Exercise directions.
Locate every line in the data below that contains the string "conditioning" and copy each of those lines. Treat uppercase and lowercase letters as different.

**** Source data

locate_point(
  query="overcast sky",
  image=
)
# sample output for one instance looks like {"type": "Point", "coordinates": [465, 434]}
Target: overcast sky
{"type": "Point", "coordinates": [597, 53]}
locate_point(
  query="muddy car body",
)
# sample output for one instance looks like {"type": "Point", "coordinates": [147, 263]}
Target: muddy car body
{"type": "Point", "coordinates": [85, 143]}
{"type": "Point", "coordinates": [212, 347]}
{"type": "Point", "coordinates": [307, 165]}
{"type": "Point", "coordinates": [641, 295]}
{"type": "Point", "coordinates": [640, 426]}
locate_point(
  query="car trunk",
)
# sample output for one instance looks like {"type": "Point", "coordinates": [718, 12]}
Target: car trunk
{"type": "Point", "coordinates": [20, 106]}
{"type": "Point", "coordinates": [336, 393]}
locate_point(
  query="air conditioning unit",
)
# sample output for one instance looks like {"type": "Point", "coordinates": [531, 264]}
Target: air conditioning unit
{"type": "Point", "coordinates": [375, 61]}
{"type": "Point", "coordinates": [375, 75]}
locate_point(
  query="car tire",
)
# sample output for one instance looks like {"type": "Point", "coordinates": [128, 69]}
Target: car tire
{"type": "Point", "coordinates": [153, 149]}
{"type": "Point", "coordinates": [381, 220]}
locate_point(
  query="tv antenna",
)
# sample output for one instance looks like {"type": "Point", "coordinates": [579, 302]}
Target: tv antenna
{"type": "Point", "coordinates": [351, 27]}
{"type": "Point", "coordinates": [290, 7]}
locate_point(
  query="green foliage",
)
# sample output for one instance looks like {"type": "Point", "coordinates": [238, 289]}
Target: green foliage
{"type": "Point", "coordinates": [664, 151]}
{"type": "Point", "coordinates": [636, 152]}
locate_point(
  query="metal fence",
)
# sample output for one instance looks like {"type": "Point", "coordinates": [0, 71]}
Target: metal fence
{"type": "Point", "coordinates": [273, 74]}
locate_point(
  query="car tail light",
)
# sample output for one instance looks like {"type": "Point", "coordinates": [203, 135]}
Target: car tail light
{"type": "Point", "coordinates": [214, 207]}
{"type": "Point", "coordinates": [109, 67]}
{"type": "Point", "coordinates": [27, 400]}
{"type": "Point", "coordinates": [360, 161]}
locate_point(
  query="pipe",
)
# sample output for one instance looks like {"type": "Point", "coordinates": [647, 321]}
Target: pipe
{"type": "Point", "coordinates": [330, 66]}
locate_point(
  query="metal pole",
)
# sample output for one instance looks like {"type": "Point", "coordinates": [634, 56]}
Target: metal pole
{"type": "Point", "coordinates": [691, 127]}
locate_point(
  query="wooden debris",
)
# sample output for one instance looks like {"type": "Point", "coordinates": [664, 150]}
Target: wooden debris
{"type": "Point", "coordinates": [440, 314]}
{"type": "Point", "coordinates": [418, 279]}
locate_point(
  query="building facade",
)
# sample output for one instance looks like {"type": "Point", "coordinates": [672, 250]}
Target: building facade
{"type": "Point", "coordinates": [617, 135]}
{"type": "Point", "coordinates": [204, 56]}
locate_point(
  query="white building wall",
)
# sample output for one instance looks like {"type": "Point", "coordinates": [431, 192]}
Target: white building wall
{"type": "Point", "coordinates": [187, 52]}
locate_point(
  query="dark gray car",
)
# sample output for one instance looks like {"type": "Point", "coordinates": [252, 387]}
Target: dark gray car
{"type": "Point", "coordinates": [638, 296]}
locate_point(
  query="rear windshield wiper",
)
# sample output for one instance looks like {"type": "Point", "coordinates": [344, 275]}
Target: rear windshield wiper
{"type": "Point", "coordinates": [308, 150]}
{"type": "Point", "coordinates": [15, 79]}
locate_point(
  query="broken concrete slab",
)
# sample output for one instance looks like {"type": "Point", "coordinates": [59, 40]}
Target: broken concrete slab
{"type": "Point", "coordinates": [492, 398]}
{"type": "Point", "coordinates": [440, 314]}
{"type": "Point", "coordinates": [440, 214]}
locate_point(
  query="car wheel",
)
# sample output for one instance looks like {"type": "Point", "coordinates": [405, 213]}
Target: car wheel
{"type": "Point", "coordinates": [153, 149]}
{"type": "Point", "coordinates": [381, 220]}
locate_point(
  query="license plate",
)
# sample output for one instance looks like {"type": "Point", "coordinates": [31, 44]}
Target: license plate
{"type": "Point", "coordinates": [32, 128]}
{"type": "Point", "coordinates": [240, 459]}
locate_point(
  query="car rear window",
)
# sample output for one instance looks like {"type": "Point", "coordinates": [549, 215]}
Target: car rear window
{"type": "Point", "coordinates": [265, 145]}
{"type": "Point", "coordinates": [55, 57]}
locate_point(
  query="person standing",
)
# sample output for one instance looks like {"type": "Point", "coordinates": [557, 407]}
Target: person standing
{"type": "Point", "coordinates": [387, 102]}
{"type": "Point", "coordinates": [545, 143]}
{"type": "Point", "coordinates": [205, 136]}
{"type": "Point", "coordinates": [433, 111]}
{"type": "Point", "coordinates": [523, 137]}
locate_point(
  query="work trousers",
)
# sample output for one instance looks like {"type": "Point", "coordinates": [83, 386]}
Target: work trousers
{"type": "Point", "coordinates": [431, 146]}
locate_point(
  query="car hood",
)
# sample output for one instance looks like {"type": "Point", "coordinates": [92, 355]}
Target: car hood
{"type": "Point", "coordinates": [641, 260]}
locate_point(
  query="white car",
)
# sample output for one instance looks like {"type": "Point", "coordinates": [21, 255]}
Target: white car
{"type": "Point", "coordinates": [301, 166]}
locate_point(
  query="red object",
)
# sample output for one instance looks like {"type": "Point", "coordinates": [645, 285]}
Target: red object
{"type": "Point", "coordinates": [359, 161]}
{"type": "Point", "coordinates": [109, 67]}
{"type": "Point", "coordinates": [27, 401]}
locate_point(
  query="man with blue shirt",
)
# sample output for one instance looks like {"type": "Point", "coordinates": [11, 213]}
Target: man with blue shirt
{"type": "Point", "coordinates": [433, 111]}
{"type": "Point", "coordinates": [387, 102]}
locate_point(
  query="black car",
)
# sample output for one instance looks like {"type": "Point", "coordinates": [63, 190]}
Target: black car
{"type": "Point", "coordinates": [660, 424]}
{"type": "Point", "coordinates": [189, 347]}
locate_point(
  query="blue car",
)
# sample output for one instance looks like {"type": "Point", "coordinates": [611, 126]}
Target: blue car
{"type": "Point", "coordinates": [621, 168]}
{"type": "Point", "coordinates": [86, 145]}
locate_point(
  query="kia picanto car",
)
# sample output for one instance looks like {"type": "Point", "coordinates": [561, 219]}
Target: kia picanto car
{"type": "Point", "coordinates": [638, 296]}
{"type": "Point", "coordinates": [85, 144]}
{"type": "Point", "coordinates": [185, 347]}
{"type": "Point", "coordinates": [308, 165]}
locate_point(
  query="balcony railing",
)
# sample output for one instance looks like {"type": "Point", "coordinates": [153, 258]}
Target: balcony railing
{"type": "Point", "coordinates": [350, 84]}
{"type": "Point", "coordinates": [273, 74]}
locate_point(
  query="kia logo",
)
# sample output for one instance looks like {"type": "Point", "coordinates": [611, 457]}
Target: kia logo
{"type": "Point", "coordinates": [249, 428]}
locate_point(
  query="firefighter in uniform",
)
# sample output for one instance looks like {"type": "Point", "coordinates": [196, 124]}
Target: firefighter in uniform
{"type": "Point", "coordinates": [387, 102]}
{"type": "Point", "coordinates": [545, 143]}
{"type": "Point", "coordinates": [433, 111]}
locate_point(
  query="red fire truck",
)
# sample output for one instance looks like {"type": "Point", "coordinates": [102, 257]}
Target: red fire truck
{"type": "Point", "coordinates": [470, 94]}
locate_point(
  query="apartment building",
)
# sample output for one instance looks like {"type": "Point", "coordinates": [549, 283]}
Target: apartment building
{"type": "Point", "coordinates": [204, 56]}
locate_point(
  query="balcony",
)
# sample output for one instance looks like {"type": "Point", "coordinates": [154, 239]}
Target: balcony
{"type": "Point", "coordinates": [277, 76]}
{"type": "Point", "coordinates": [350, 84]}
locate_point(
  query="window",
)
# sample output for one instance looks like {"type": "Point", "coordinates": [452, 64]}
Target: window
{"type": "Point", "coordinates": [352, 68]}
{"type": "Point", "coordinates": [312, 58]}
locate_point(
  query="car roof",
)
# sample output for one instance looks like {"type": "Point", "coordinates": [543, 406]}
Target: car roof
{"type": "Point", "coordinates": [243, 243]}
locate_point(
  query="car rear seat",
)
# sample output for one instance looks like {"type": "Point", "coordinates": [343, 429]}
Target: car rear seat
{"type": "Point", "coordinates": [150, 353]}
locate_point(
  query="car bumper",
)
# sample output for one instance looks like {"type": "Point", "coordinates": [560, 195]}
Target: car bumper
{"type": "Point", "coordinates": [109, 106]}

********

Response.
  query="air conditioning unit",
Target: air conditioning unit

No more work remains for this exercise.